WORK TO BE COMPLETED —
Reproduce the listing below word for word, from the line that contains "Target: grassy bank" down to the line that contains "246L0 255L167 256L170", both included. Leave the pictures out of your answer.

DATA EXCERPTS —
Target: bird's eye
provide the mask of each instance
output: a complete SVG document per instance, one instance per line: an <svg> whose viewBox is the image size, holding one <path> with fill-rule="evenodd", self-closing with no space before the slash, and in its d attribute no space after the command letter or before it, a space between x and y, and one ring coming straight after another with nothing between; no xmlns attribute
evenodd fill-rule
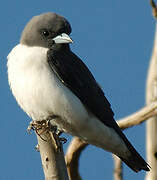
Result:
<svg viewBox="0 0 157 180"><path fill-rule="evenodd" d="M42 32L42 34L43 34L45 37L49 36L49 32L48 32L47 30L44 30L44 31Z"/></svg>

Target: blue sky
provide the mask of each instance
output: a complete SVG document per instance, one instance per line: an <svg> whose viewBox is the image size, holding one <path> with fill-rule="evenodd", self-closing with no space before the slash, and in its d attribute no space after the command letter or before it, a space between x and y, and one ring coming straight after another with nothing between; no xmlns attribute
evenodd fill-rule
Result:
<svg viewBox="0 0 157 180"><path fill-rule="evenodd" d="M115 118L127 116L145 104L145 82L152 52L155 20L149 1L114 0L5 0L1 2L1 180L43 180L37 143L26 132L30 119L17 106L8 86L6 57L19 43L29 19L43 12L65 16L72 25L71 45L90 68L112 104ZM129 140L145 157L145 125L125 131ZM68 137L68 143L70 137ZM68 143L64 145L65 150ZM82 154L80 172L85 180L112 179L110 153L89 146ZM143 179L124 167L124 179Z"/></svg>

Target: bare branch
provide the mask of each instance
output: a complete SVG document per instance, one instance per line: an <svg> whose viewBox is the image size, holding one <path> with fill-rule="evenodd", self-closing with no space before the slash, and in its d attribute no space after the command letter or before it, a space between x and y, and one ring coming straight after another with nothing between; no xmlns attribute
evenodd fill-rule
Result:
<svg viewBox="0 0 157 180"><path fill-rule="evenodd" d="M65 159L70 180L81 180L79 175L79 157L87 145L87 143L75 137L68 147Z"/></svg>
<svg viewBox="0 0 157 180"><path fill-rule="evenodd" d="M157 101L157 26L146 89L146 103L150 104L155 101ZM152 171L147 173L146 180L156 180L157 171L155 169L157 167L157 116L154 116L150 118L149 121L147 121L146 131L147 160L152 168Z"/></svg>
<svg viewBox="0 0 157 180"><path fill-rule="evenodd" d="M113 154L114 180L123 180L123 163L119 157Z"/></svg>
<svg viewBox="0 0 157 180"><path fill-rule="evenodd" d="M155 18L157 18L157 5L154 0L150 0L150 5L152 7L152 14Z"/></svg>
<svg viewBox="0 0 157 180"><path fill-rule="evenodd" d="M56 138L59 137L54 136L43 122L31 122L29 129L36 130L45 180L69 180L61 143L58 149L57 141L60 140Z"/></svg>
<svg viewBox="0 0 157 180"><path fill-rule="evenodd" d="M142 108L138 112L117 121L117 123L121 129L126 129L141 124L142 122L146 121L148 118L154 115L157 115L157 102L149 104L148 106ZM68 148L68 151L66 153L66 164L70 180L81 180L78 171L79 157L86 146L87 144L85 142L75 137L73 138ZM116 169L114 177L122 177L122 175L120 176L121 162L116 161L115 166ZM117 171L117 169L119 170Z"/></svg>

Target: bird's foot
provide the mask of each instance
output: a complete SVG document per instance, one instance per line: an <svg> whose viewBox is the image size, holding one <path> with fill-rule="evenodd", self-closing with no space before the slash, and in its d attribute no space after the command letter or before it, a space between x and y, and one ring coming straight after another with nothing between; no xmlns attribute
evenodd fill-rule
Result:
<svg viewBox="0 0 157 180"><path fill-rule="evenodd" d="M53 126L50 122L50 120L54 118L58 118L58 116L53 115L49 116L46 120L31 121L27 128L27 131L28 133L30 133L31 130L34 130L37 135L40 136L40 138L44 141L46 140L42 137L42 134L45 132L52 133L57 150L62 151L62 143L66 143L67 139L64 137L59 137L62 134L62 131L60 131L57 126Z"/></svg>

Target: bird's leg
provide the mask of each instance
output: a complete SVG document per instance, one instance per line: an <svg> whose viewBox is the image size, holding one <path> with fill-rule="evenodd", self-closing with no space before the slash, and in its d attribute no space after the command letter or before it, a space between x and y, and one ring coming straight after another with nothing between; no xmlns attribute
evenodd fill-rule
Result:
<svg viewBox="0 0 157 180"><path fill-rule="evenodd" d="M43 140L43 141L46 141L45 139L43 139L42 137L42 134L47 131L49 133L52 133L53 135L53 138L55 140L55 143L56 143L56 147L57 147L57 150L61 151L61 148L62 148L62 144L61 143L66 143L67 142L67 139L66 138L62 138L62 137L59 137L61 134L62 134L62 131L60 131L57 126L54 126L51 124L51 120L55 119L55 118L58 118L59 116L56 116L56 115L52 115L52 116L49 116L47 119L45 120L41 120L41 121L31 121L28 128L27 128L27 131L30 133L31 130L34 130L38 136L40 136L40 138Z"/></svg>
<svg viewBox="0 0 157 180"><path fill-rule="evenodd" d="M58 116L56 116L56 117L58 117ZM55 117L55 118L56 118L56 117ZM52 134L53 134L53 137L54 137L54 139L55 139L55 143L56 143L57 149L58 149L59 151L61 151L61 150L62 150L62 143L63 143L63 144L66 143L66 142L67 142L67 139L64 138L64 137L59 137L59 136L62 134L62 131L60 131L60 130L57 128L57 126L53 126L53 125L51 124L50 120L52 120L52 117L50 117L50 118L48 119L48 127L50 128L49 130L50 130L50 131L52 132Z"/></svg>

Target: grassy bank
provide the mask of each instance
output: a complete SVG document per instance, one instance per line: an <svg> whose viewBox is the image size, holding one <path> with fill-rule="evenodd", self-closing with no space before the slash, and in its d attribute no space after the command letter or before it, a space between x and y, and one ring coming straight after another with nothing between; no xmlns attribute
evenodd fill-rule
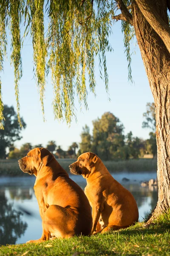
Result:
<svg viewBox="0 0 170 256"><path fill-rule="evenodd" d="M75 159L57 159L62 167L68 172L68 166ZM127 161L104 161L104 163L110 172L143 172L156 171L156 160L130 159ZM20 170L17 160L0 160L0 176L21 176L23 173Z"/></svg>
<svg viewBox="0 0 170 256"><path fill-rule="evenodd" d="M3 246L0 255L167 256L170 255L170 211L149 227L138 223L126 230L88 237L56 239L38 244Z"/></svg>

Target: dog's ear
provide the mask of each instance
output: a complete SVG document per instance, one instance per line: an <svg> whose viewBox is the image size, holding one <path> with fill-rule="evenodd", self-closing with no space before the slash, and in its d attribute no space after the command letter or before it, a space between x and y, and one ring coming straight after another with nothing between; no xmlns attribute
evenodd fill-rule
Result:
<svg viewBox="0 0 170 256"><path fill-rule="evenodd" d="M53 155L46 148L40 148L40 158L44 166L46 166L53 158Z"/></svg>
<svg viewBox="0 0 170 256"><path fill-rule="evenodd" d="M98 158L96 154L91 152L89 152L88 154L89 155L88 163L89 166L91 166L93 163L96 163L98 160Z"/></svg>

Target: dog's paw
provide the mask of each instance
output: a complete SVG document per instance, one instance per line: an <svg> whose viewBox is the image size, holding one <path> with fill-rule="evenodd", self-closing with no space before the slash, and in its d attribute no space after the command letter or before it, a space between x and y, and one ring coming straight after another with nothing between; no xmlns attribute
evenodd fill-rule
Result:
<svg viewBox="0 0 170 256"><path fill-rule="evenodd" d="M38 239L37 240L29 240L29 241L27 241L26 242L26 244L31 244L31 243L41 243L41 242L43 242L42 240L40 239Z"/></svg>

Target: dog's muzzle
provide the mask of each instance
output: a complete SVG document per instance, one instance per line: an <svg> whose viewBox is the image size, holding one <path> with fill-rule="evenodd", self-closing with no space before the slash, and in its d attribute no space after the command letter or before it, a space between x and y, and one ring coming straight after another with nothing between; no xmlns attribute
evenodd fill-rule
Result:
<svg viewBox="0 0 170 256"><path fill-rule="evenodd" d="M82 172L79 170L79 168L77 167L75 167L72 164L71 164L69 166L69 168L70 168L70 172L72 174L74 174L74 175L81 175Z"/></svg>

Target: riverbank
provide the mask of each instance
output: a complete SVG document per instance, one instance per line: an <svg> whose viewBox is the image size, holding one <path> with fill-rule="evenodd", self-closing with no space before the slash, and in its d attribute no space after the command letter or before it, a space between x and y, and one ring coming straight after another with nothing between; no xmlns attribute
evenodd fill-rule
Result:
<svg viewBox="0 0 170 256"><path fill-rule="evenodd" d="M57 159L62 166L69 172L68 166L76 159ZM156 172L156 159L139 159L128 160L104 161L105 166L110 172ZM0 176L20 177L24 174L20 170L17 160L0 160Z"/></svg>
<svg viewBox="0 0 170 256"><path fill-rule="evenodd" d="M167 256L170 254L170 211L149 227L138 222L125 230L90 237L58 239L40 244L3 246L0 247L0 255Z"/></svg>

RESULT FOR THIS TASK —
Target: grassy bank
provide the mask of each instance
output: a complete SVG document per instance, one instance per line: an <svg> whose viewBox is the image size, holding one <path> with fill-rule="evenodd", self-closing with no space before the slash, and in its d attribute no space after the command letter or before it, a space between x and y, and one ring coming straight after another with nothing between; no xmlns attribute
evenodd fill-rule
Result:
<svg viewBox="0 0 170 256"><path fill-rule="evenodd" d="M75 159L57 159L62 167L68 172L68 166ZM127 161L104 161L104 163L110 172L143 172L156 171L156 160L130 159ZM20 170L17 160L0 160L0 176L21 176L23 173Z"/></svg>
<svg viewBox="0 0 170 256"><path fill-rule="evenodd" d="M3 246L0 255L167 256L170 255L170 211L149 227L138 223L126 230L88 237L56 239L38 244Z"/></svg>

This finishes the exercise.